▶ YOUR TASKS:
1 - In the book review, what does Duncan use his inheritance to set up?
2 - Transcribe the book review verbatim, from "Reading a novel" up to and including "for many years.".

▶ EXERCISE PASSAGE:
Reading a novel by Philip Hensher is something to savour and The Emperor Waltz [London: Fourth Estate, 2014] is full of flavour and with plenty to chew on. The reader is offered several interwoven stories melding together more and more as the novel moves to its very satisfying conclusion.
Hensher is a gay writer who writes about gay men with wit and empathy. The main thread of the novel tells us about Duncan who uses his inheritance, from a father who did not intend him to have it, to set up The Big Gay Bookshop. The trials and tribulations of Duncan, his bookshop and the group of gay friends who are both a help and a hindrance to its progress draw the reader in. Another main character is Arthur who has run away from his home up north determined to get a job in the new shop. His temporary job lasts for many years.
A second theme in this symphony of a novel centres round Christian Vogt who could have become a rich lawyer like his father in post WW1 Germany but chooses instead to enrol at the revolutionary art school, the Bauhaus in Weimar. The migration of the Bauhaus from Weimar to Dessau and finally to Berlin is told against the frightening background of the growth of Nazism and the persecution of the Jews. And look out for a silver teapot which manages to migrate across from one strand of the book to the other. Hensher has a knack for picking up hints, remarks, events from earlier in his novels and dropping them again into the mind of the reader as the story progresses.
There are two seemingly free-standing stories: one set in AD203 telling how the daughter of a Roman merchant in a North African garrison town becomes a Christian and shares their fate; the other a delightfully written autobiographical essay which recounts a spell in hospital with diabetic problems and the ‘author’s’ issues with the foul-mouthed, foul smelling patient in the adjacent bed. In forty pages of near-perfect writing, ‘Philip’ reflects on the different rules that apply to moments when staff and others are ‘on-stage’ and ‘off-stage’ and how that relates to life at large.
I came across Hensher’s novels first when I read Kitchen Venom and enjoyed his ambitious Northern Clemency and then The King of the Badgers. In each of his novels Hensher shows a pitch-perfect ability to capture not just the dialogue but the mood of the moment and he has a sharp wit that puts him up there with earlier writers like Kingsley Amis. The Emperor Waltz shows that Hensher gets better with each succeeding novel.

[Records excerpted from a collection]
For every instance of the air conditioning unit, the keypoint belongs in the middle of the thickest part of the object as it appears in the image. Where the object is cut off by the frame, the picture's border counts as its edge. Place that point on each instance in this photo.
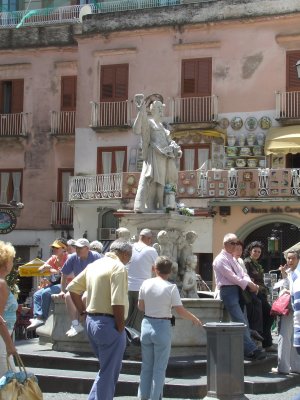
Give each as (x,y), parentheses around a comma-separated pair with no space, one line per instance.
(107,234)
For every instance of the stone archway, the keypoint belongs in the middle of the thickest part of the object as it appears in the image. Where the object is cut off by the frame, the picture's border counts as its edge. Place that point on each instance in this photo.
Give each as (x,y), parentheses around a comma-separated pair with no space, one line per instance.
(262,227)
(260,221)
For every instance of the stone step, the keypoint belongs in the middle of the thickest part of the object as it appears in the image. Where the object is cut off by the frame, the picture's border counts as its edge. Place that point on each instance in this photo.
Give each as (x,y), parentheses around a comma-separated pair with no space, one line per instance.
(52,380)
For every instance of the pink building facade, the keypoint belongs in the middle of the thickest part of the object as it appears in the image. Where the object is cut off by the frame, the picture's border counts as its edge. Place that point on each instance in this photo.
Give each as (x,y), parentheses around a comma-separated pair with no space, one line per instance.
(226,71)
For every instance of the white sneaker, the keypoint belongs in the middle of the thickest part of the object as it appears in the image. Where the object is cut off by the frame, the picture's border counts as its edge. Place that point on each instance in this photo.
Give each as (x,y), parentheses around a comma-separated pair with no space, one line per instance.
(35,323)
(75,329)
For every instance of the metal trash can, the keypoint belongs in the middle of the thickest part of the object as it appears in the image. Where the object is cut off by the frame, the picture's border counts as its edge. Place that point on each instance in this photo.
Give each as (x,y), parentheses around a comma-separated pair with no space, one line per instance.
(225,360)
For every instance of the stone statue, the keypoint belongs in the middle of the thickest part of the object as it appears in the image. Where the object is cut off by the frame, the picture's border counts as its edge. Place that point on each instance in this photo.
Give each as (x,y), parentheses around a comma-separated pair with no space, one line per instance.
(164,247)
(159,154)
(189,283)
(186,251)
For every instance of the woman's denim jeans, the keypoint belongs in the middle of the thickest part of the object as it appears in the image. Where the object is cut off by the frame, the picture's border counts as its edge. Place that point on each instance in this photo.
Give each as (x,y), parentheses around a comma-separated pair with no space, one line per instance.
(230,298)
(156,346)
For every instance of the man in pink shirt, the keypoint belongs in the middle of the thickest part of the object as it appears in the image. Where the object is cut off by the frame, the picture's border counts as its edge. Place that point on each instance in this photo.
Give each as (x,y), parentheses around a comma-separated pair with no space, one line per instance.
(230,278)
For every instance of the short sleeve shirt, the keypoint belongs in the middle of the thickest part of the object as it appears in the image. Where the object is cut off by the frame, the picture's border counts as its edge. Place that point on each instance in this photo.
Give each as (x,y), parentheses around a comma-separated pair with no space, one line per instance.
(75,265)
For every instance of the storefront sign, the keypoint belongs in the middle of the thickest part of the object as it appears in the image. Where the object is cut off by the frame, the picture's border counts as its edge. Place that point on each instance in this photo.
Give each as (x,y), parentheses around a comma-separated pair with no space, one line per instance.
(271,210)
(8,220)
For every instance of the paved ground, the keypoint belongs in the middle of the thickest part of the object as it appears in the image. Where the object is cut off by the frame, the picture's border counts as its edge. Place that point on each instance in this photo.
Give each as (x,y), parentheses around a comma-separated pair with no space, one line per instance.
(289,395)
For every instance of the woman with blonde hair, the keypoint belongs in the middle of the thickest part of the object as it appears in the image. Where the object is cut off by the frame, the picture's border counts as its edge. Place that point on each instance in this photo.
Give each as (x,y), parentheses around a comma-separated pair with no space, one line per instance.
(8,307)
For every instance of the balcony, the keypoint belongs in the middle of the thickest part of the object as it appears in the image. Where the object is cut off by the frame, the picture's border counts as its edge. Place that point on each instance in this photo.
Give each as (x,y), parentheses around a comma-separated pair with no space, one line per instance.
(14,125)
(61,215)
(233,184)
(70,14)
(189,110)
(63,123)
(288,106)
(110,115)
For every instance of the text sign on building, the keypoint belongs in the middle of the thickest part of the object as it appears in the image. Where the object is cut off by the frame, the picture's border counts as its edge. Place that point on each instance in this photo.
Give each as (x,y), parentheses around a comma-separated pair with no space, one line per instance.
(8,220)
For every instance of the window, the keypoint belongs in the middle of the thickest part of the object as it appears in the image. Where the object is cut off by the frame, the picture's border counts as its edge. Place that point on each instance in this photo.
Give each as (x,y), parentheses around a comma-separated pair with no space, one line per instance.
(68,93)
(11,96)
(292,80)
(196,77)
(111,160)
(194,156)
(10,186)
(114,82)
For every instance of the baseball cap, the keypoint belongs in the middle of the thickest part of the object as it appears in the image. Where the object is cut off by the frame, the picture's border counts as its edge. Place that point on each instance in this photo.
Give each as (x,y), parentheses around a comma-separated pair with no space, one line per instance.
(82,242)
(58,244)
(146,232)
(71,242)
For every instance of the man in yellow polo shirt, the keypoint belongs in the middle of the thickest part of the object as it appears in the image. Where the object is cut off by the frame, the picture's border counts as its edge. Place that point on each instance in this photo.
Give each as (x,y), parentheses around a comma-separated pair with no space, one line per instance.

▶ WRITTEN ANSWERS:
1 - The Big Gay Bookshop.

2 -
Reading a novel by Philip Hensher is something to savour and The Emperor Waltz [London: Fourth Estate, 2014] is full of flavour and with plenty to chew on. The reader is offered several interwoven stories melding together more and more as the novel moves to its very satisfying conclusion.
Hensher is a gay writer who writes about gay men with wit and empathy. The main thread of the novel tells us about Duncan who uses his inheritance, from a father who did not intend him to have it, to set up The Big Gay Bookshop. The trials and tribulations of Duncan, his bookshop and the group of gay friends who are both a help and a hindrance to its progress draw the reader in. Another main character is Arthur who has run away from his home up north determined to get a job in the new shop. His temporary job lasts for many years.